OBJECTIVE
Put the records below, from the line containing "the blue sky" through the line containing "0,0,1270,426", into a two-column CSV headed record_text and answer, with one row per record. Quote each field and replace any line breaks with spaces.

:::::

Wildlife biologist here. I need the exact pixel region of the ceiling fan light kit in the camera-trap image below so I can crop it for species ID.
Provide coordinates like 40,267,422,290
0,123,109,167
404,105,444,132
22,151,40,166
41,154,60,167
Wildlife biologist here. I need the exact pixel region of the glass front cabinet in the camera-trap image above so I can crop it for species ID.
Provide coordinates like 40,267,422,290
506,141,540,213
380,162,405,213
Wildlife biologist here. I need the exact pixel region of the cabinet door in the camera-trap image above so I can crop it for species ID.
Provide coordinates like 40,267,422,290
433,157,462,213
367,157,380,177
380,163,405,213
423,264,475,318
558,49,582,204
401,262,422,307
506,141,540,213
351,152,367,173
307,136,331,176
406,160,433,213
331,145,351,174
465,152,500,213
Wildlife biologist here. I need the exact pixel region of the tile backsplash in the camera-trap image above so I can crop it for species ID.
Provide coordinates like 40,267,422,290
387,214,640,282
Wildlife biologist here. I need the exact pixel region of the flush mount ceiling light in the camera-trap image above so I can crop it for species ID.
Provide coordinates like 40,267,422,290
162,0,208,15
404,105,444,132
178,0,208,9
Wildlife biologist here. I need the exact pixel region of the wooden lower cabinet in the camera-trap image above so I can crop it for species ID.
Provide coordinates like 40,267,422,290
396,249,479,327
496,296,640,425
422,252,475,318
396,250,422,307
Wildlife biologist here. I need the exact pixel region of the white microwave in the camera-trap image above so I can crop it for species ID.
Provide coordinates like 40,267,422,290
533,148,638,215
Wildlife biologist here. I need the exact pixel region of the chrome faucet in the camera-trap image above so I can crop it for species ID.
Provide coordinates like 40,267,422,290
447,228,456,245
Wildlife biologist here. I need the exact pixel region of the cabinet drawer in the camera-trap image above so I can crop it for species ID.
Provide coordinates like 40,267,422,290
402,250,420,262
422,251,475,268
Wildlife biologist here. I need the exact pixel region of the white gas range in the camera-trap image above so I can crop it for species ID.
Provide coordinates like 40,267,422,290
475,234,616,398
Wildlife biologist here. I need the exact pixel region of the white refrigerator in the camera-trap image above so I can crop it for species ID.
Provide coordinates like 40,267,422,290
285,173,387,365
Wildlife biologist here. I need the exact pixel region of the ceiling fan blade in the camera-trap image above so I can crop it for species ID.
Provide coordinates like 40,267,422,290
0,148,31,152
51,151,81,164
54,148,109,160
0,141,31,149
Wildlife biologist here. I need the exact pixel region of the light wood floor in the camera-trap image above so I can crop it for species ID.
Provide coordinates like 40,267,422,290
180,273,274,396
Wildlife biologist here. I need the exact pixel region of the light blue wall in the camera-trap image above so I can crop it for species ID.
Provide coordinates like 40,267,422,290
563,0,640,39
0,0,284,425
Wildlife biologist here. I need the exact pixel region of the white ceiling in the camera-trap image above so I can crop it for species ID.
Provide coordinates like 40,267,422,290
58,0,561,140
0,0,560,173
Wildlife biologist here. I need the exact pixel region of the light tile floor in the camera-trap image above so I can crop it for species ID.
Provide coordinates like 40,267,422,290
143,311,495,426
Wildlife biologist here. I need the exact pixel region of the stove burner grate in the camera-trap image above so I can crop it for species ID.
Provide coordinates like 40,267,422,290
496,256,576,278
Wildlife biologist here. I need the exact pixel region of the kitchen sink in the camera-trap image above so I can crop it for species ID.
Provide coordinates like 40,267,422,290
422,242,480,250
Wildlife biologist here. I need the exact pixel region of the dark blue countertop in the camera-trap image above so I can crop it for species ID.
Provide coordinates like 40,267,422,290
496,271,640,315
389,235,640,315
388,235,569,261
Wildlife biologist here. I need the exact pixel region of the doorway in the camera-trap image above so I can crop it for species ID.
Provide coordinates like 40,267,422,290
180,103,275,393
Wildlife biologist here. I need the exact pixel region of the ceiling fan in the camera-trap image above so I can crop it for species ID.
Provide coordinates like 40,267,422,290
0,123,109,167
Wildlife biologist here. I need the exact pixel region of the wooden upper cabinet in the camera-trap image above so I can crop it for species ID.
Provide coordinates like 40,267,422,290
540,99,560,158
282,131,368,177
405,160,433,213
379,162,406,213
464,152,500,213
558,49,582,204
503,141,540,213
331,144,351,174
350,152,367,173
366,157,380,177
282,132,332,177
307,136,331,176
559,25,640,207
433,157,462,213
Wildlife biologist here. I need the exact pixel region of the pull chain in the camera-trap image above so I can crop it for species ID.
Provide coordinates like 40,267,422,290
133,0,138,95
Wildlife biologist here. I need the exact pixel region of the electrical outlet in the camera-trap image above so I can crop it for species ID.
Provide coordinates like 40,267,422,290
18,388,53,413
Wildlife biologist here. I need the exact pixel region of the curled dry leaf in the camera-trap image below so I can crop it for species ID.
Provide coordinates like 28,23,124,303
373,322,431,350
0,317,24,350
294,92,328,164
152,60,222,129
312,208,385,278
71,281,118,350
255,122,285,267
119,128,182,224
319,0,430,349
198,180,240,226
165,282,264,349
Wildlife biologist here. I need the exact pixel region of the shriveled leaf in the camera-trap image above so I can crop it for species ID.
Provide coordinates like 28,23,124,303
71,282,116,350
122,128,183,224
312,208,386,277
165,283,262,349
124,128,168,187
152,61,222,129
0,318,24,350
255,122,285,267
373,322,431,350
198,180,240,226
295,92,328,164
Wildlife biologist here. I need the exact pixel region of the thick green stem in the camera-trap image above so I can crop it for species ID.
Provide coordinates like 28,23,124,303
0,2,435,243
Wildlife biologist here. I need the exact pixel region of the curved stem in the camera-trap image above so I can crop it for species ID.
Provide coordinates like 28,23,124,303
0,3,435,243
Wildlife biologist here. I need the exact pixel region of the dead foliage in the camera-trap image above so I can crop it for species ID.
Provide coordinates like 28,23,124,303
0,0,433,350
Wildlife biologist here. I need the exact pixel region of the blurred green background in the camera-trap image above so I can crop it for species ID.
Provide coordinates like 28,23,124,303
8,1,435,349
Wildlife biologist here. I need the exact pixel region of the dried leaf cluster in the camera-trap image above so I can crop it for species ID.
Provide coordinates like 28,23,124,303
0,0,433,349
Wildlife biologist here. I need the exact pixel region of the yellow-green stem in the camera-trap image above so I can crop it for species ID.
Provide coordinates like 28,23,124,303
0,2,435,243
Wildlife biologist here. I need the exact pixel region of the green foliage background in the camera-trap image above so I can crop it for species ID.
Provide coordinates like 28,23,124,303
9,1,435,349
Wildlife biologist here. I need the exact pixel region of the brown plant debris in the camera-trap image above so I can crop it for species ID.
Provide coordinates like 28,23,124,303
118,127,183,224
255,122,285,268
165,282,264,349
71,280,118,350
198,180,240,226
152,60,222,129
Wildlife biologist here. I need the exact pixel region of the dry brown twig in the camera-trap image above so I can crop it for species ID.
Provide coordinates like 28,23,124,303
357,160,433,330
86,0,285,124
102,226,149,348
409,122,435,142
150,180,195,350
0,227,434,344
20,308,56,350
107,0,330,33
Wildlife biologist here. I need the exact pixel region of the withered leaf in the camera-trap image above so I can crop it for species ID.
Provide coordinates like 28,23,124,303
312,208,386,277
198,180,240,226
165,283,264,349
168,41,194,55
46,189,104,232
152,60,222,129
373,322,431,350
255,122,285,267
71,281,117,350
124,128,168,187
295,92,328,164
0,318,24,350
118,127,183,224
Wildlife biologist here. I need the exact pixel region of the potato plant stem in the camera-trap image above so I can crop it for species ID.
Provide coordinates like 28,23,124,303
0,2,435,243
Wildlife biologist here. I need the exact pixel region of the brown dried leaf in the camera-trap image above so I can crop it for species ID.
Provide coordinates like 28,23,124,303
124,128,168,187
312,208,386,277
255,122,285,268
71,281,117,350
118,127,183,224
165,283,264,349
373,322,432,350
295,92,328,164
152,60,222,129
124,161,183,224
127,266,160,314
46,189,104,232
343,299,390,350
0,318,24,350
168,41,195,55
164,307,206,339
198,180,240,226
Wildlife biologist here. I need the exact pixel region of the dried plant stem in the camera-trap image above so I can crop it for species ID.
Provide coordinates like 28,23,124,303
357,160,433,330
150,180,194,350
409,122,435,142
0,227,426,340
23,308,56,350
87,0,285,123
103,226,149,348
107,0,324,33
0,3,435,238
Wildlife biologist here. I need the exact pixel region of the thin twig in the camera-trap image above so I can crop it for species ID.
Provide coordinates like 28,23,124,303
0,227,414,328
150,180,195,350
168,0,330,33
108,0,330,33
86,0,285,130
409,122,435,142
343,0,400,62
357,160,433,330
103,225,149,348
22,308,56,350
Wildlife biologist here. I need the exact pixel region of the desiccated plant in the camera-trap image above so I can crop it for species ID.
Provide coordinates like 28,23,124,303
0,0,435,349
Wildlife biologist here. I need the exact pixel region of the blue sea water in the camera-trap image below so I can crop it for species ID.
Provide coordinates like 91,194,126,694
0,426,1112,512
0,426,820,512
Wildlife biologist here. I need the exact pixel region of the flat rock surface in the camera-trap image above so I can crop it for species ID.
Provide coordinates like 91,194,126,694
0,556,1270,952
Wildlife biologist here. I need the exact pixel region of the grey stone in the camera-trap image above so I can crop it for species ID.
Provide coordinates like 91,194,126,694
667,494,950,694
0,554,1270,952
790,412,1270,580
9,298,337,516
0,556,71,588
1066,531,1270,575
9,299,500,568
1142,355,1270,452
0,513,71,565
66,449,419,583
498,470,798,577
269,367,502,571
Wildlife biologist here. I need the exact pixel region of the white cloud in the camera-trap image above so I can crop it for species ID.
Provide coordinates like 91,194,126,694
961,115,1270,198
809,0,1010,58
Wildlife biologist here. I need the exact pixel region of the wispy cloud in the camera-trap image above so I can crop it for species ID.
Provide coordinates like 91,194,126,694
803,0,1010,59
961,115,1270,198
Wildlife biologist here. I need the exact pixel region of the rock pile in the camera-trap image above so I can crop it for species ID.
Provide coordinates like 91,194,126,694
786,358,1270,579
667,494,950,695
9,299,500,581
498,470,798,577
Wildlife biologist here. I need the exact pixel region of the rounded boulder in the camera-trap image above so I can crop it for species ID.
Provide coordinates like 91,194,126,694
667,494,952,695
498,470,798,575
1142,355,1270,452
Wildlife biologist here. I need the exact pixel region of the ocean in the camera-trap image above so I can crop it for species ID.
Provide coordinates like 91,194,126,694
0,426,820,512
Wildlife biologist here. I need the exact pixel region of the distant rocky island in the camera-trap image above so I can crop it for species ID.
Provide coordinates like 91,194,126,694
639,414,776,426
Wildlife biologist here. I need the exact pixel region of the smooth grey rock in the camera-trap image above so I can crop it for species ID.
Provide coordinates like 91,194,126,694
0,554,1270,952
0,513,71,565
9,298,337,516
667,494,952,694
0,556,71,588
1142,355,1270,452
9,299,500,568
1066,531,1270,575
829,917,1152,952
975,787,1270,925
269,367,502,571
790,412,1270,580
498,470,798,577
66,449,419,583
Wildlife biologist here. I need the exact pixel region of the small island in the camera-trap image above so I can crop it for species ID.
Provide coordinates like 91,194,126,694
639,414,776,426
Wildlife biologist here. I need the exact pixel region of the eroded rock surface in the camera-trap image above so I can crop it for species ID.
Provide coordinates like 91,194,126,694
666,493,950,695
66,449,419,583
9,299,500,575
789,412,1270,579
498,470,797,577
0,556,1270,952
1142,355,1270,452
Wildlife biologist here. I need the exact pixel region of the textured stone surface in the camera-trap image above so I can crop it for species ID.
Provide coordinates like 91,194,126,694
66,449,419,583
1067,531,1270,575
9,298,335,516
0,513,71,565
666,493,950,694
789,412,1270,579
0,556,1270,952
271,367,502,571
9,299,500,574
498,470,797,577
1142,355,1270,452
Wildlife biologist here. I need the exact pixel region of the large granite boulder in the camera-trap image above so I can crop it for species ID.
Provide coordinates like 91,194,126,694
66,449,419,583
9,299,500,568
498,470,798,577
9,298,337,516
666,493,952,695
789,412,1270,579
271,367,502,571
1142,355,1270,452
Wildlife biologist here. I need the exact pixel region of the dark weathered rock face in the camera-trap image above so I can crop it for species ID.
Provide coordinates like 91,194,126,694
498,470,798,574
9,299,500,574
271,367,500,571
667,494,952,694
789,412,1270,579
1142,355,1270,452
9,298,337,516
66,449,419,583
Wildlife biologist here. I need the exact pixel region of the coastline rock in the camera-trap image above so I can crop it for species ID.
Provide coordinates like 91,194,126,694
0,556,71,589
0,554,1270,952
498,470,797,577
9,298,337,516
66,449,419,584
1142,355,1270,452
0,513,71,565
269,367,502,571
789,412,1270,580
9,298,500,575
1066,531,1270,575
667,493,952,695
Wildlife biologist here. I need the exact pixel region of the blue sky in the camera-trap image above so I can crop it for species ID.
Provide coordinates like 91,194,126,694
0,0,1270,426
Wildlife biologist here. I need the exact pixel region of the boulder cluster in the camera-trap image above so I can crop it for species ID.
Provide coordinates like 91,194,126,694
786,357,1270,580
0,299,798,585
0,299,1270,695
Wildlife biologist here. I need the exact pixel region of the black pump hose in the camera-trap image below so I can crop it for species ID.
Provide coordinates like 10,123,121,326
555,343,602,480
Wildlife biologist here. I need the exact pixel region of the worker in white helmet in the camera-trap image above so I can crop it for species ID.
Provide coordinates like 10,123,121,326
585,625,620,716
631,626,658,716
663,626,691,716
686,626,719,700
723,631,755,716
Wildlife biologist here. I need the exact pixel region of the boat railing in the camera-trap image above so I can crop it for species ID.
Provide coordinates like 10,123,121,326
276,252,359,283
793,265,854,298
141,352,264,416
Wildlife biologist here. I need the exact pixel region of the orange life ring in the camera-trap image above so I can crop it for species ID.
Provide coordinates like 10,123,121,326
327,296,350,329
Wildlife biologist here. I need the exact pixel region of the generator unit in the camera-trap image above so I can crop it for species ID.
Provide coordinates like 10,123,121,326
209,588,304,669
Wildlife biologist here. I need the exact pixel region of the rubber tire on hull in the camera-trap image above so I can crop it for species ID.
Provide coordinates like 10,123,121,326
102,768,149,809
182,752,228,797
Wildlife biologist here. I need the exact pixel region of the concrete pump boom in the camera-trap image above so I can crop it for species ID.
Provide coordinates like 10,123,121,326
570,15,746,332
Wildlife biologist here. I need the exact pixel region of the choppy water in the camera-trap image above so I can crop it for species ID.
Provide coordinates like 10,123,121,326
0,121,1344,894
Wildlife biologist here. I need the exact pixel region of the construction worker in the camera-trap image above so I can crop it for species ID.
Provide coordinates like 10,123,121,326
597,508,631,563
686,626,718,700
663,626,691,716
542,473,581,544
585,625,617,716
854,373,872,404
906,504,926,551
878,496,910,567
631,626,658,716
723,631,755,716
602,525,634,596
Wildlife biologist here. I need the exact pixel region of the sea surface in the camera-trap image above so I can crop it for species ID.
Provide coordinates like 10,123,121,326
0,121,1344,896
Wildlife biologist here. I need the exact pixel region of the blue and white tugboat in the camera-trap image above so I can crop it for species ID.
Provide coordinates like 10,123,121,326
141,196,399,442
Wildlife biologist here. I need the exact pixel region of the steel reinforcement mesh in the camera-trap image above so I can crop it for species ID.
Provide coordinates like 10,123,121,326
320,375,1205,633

:::::

COMPLETE RESPONSE
record_text,answer
"Wildlife biologist here. I need the exact pixel region of the blue sky in the camera-trap image above so I can crop it for species ID. Provide coordinates like 91,194,126,694","0,0,1270,426"